What the task asks. Write what comes next in the blog post about T.S. Eliot, starting after its final sentence.

Source extract.
——————

A blog about poetry and literature


T.S. Eliot Poems

July13

Arguably one of the first real modern poets of the twentieth century, T.S. Eliot’s poetry came to define the both the restlessness of the Jazz Age and the disillusionment of the “lost generation” that followed the First World War.

Thomas Stearns Eliot was born in Missouri in 1888. He lived in St. Louis until he left to attend Harvard at age 18. After graduating from Harvard with undergraduate and masters’ degrees, Eliot traveled to Paris, then returned to work on doctorate studies at his alma mater. However, he soon relocated to England, where he married Vivienne Haigh-Wood and worked as a teacher and a banker.

——————

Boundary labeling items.
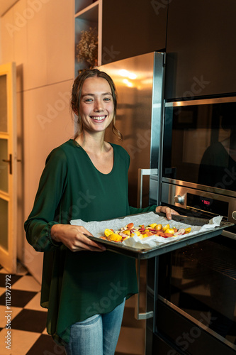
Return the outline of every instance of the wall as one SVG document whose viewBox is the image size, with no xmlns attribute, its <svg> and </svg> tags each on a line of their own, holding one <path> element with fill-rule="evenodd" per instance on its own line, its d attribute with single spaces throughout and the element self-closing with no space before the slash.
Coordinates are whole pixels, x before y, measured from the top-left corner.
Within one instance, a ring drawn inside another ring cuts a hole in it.
<svg viewBox="0 0 236 355">
<path fill-rule="evenodd" d="M 40 281 L 43 254 L 27 243 L 23 222 L 46 157 L 73 136 L 74 0 L 19 0 L 1 18 L 0 64 L 17 67 L 18 257 Z"/>
</svg>

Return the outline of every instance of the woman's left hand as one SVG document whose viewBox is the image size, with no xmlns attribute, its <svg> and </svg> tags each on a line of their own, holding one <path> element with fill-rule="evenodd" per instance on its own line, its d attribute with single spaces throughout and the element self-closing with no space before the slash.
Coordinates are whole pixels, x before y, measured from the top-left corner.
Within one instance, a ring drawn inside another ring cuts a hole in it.
<svg viewBox="0 0 236 355">
<path fill-rule="evenodd" d="M 174 209 L 167 207 L 167 206 L 157 206 L 156 212 L 162 212 L 166 214 L 167 219 L 172 219 L 172 214 L 179 214 Z"/>
</svg>

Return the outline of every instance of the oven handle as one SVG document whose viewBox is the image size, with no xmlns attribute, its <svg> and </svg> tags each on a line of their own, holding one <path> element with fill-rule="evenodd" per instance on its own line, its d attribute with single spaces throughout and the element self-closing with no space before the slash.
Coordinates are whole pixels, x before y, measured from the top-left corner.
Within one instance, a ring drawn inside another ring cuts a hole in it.
<svg viewBox="0 0 236 355">
<path fill-rule="evenodd" d="M 136 320 L 148 320 L 153 317 L 153 311 L 140 312 L 140 260 L 137 260 L 137 278 L 138 293 L 135 295 L 135 318 Z M 147 298 L 147 295 L 146 295 Z"/>
<path fill-rule="evenodd" d="M 142 177 L 143 175 L 157 175 L 157 169 L 138 169 L 137 171 L 137 208 L 142 208 Z"/>
<path fill-rule="evenodd" d="M 222 232 L 222 235 L 224 236 L 227 236 L 227 238 L 230 238 L 231 239 L 234 239 L 236 241 L 236 234 L 232 233 L 231 231 L 225 231 L 225 229 Z"/>
</svg>

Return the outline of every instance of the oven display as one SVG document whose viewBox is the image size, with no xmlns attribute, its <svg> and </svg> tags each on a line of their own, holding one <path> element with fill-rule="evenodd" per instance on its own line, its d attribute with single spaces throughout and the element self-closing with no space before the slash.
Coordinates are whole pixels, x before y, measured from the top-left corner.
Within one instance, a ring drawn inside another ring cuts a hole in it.
<svg viewBox="0 0 236 355">
<path fill-rule="evenodd" d="M 206 211 L 214 214 L 227 218 L 229 204 L 225 201 L 219 201 L 205 196 L 187 193 L 187 207 Z"/>
</svg>

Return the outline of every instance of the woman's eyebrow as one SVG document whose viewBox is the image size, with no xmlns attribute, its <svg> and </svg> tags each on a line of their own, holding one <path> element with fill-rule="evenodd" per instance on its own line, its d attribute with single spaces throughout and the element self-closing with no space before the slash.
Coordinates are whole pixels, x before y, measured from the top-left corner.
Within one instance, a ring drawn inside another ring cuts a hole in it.
<svg viewBox="0 0 236 355">
<path fill-rule="evenodd" d="M 111 92 L 104 92 L 103 94 L 101 94 L 103 96 L 106 96 L 106 95 L 112 95 Z M 83 94 L 82 95 L 82 97 L 84 97 L 84 96 L 95 96 L 95 94 Z"/>
</svg>

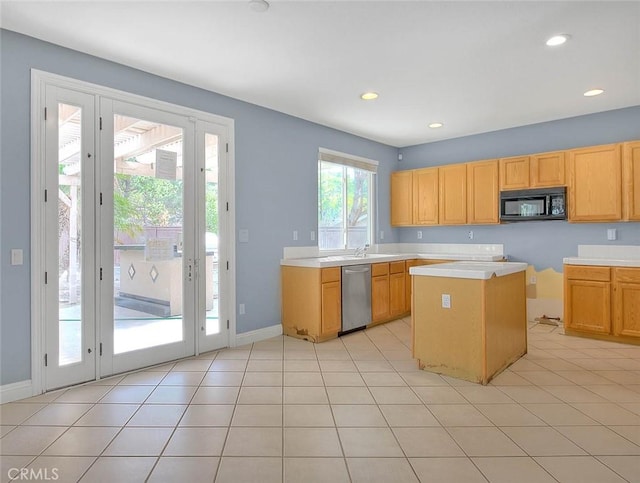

——————

Result of the exercise.
Poet Ezra Pound discovered Eliot in London, and began to encourage Eliot’s poetry. With Pound’s assistance, Eliot published “The Love Song of J. Alfred Prufrock,” and soon became one of the foremost contemporary poets in the world. “Prufrock,” with it’s frank sexuality and unusual construction that included a recurring chorus, more like a popular song than a poem, was an immediate success. His critical reputation was forever established upon the publication of The Waste Land, a lengthy, undeniably epic poem, in 1922. The Waste Land was quickly recognized as a work of genius, and with it, Eliot gained renown throughout the world as both a poet and as a literary critic.

His own literary reputation established, Eliot began work at publisher Faber & Faber, where he took pride in discovering and publishing other poets. He would eventually become director of the publishing house. He became a British Citizen in 1927, and in 1933 separated from his wife (he would go on to marry Valerie Fletcher in 1956).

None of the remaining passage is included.